DESCRIPTION OF THE TASK: Could you render the rows below as a numbered list, leaving out any blank lines?

ENTRIES PROVIDED:
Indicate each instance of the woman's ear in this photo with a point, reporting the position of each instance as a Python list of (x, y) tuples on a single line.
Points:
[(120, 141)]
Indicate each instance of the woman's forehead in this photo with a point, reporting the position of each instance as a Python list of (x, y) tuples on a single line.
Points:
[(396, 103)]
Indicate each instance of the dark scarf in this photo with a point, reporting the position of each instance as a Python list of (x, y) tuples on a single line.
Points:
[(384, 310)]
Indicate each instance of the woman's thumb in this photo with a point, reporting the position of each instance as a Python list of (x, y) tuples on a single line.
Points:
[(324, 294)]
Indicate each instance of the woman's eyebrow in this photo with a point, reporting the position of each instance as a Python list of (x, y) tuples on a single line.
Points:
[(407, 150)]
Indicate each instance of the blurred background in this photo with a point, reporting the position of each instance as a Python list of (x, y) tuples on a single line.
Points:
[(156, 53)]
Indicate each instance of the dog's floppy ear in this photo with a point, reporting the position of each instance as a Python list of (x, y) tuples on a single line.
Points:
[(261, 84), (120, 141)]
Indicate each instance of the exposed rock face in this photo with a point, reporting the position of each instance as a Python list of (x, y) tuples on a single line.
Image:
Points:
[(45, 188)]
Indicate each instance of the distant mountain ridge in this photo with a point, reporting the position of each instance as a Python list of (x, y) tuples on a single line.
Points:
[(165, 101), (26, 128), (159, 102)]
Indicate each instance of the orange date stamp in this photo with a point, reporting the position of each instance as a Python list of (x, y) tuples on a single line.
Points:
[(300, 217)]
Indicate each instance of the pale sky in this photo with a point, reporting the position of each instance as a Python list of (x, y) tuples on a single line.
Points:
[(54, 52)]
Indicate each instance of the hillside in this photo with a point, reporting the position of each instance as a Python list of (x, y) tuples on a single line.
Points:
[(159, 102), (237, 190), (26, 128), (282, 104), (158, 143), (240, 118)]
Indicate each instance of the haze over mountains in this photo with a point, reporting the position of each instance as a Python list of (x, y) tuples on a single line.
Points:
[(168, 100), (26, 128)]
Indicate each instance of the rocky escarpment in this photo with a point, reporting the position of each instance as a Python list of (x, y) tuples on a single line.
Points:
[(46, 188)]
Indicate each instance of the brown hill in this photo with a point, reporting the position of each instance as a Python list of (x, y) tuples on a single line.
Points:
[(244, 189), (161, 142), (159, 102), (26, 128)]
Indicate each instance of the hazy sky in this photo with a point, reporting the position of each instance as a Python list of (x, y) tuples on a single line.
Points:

ANSWER TO THIS TASK:
1. Indicate each instance of the woman's ear in this photo with a point, reporting the position of each instance as a Python list of (x, y) tuples on a single line.
2. Points:
3. [(120, 141)]
4. Indicate each instance of the woman's forehead in this photo with a point, reporting the position of each instance as a Python list of (x, y) tuples on a single line.
5. Points:
6. [(396, 103)]
7. Indicate each instance of the dark scarf in this photo with a point, reporting the position of each instance as a Python list of (x, y) tuples on a single line.
8. Points:
9. [(384, 310)]
10. Indicate each instance of the woman's thumb in this photo with a point, reporting the position of each instance as a Python list of (x, y) tuples on a single line.
11. Points:
12. [(324, 294)]
13. Indicate each instance of the woman's eyebrow in this photo with a point, reporting the position of each instance as a Python list of (x, y) tuples on a single line.
14. Points:
15. [(407, 150)]
16. Indicate each instance of the blurred background in this photo with a point, reporting the position of each instance as a Python list of (x, y) tuples on a single line.
17. Points:
18. [(156, 53)]
19. Indicate each instance of the dog's floppy ear in this photo with a point, reporting the position of each instance as a Python list of (x, y) tuples on a single line.
20. Points:
21. [(261, 84), (120, 141)]
22. Indicate each instance of the exposed rock face in this photo with a point, reporting the position of each instance as a Python list of (x, y) tuples on a single line.
23. Image:
24. Points:
25. [(45, 188)]
26. Indicate each instance of the distant mountain ridge in this photo with a point, reporting the position of each instance as a Python list of (x, y) tuples on a single line.
27. Points:
28. [(165, 101), (26, 128), (159, 102)]
29. Indicate each instance of the orange date stamp in this photo with a point, reporting the position of each instance as a Python list of (x, y) tuples on a single line.
30. Points:
31. [(300, 217)]
32. Indicate each instance of the pale sky in this photo with a point, reporting the position of each instance as a Python list of (x, y) tuples on a single line.
33. Points:
34. [(54, 52)]
35. Indicate each instance of the hillside in this photo with a point, reporting the position of each instance as a Python list of (x, y) tuples on a single line.
36. Points:
37. [(159, 102), (237, 190), (26, 128), (282, 104), (158, 143), (240, 118)]
38. Indicate each instance of the haze over mountains in this photo with a point, reporting the position of each instance as a Python list of (x, y) tuples on a single line.
39. Points:
40. [(168, 100), (26, 128)]
41. Indicate each instance of the rocky escarpment in this photo with a point, reporting the position of each instance as a Python list of (x, y) tuples on a single line.
42. Points:
43. [(46, 188)]
44. Indicate each instance of the brown hill in this photo with a point, reporting the position of each instance as a Python list of (x, y) tuples on a single line.
45. Points:
46. [(244, 189), (161, 142), (159, 102), (26, 128)]
47. Indicate each instance of the hazy sky in this photo with a point, reporting the position of each instance as a Python list of (x, y) tuples on a single line.
48. Points:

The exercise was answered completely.